Exercise aim>
Repeat the material exactly from its first line to the line that includes "# test: identify the blurred foliage". Skip pictures.

==== Raw data ====

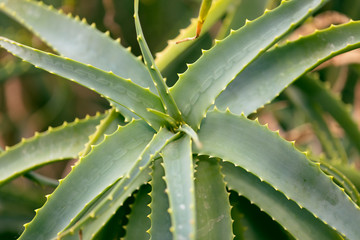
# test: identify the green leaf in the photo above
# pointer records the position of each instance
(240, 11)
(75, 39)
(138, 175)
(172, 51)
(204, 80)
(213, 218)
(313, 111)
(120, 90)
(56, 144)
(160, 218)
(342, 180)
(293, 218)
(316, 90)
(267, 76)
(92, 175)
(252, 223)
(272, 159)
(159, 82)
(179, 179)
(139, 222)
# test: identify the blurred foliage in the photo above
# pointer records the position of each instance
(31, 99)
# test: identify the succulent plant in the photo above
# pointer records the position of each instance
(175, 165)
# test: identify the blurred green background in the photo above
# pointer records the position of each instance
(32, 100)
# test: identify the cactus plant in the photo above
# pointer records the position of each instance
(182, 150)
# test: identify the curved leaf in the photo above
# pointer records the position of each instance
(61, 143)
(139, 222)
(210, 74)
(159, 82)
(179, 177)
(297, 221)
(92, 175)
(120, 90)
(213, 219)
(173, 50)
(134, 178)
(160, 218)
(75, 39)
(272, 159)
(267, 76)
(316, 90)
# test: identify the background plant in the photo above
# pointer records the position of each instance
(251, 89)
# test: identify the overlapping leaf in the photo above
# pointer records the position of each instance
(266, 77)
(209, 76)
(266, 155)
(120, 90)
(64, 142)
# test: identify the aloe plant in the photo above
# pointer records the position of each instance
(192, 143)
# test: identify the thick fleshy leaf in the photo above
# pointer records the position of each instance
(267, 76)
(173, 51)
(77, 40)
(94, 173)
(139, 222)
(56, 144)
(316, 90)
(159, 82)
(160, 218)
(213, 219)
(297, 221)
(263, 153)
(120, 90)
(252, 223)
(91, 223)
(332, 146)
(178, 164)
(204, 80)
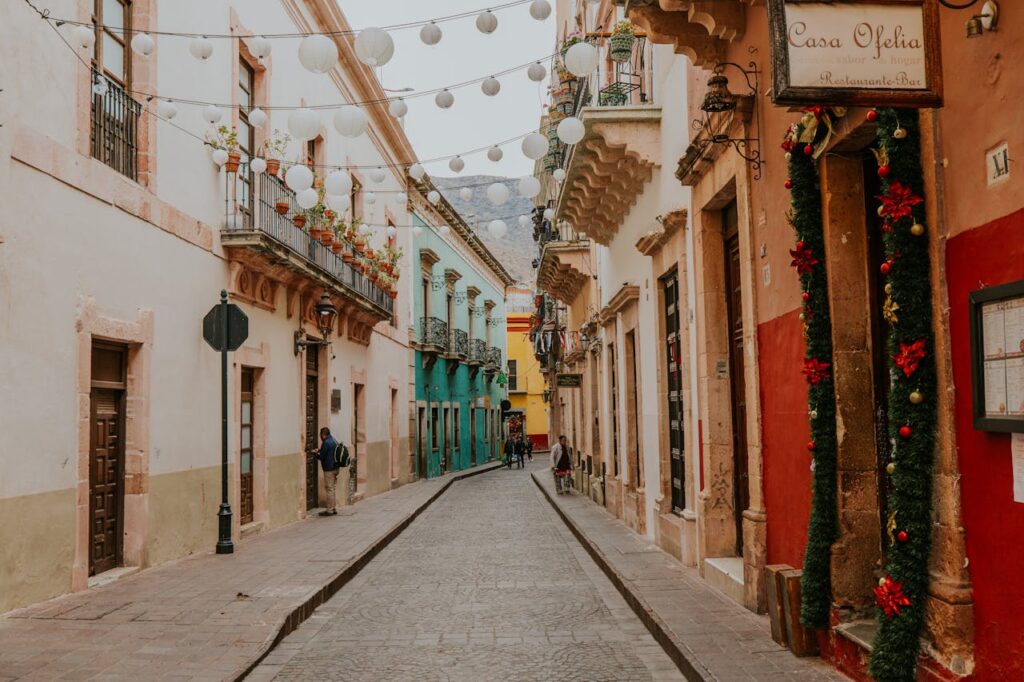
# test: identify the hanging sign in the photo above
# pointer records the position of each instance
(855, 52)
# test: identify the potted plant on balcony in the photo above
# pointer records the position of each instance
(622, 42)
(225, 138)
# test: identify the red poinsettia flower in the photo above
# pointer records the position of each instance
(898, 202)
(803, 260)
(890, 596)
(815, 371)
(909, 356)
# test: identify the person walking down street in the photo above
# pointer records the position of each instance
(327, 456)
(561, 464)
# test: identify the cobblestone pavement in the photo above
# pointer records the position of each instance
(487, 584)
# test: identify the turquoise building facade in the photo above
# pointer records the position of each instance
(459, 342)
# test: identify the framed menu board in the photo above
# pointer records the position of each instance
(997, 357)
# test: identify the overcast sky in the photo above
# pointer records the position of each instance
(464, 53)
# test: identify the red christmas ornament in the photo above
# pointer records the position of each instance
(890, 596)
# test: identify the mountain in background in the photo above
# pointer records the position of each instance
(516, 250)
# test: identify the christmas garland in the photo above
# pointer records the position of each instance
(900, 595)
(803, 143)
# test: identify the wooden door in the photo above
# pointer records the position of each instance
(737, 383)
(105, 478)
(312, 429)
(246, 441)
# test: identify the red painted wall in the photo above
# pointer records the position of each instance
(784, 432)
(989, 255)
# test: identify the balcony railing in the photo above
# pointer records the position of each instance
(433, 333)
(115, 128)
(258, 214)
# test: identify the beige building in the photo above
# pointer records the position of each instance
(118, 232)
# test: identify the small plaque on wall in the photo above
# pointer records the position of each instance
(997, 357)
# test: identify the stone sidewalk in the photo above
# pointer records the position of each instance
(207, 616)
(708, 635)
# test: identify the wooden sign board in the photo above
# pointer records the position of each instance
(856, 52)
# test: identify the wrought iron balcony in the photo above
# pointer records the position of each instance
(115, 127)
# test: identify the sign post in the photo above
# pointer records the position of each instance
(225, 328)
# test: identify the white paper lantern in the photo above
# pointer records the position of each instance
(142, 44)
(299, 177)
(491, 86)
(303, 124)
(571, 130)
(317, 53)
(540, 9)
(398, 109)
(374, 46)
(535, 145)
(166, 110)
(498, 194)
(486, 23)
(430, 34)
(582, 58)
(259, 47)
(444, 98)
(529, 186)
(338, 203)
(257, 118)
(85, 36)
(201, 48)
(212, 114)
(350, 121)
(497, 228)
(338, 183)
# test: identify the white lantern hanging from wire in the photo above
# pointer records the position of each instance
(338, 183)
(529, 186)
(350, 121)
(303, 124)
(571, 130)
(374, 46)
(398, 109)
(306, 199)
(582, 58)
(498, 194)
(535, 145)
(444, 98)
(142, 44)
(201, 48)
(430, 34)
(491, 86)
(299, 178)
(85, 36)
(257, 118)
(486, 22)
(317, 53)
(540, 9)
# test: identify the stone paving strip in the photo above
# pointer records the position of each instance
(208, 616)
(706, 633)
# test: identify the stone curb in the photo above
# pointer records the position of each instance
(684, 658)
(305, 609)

====

Answer to this exercise>
# test: identify the green leaf in the photo above
# pointer records the position of each instance
(240, 11)
(75, 39)
(138, 175)
(172, 51)
(204, 80)
(213, 218)
(313, 111)
(120, 90)
(56, 144)
(160, 218)
(342, 180)
(293, 218)
(316, 90)
(267, 76)
(92, 175)
(252, 223)
(272, 159)
(159, 82)
(179, 179)
(139, 222)
# test: identify the blurred foliage in the photo above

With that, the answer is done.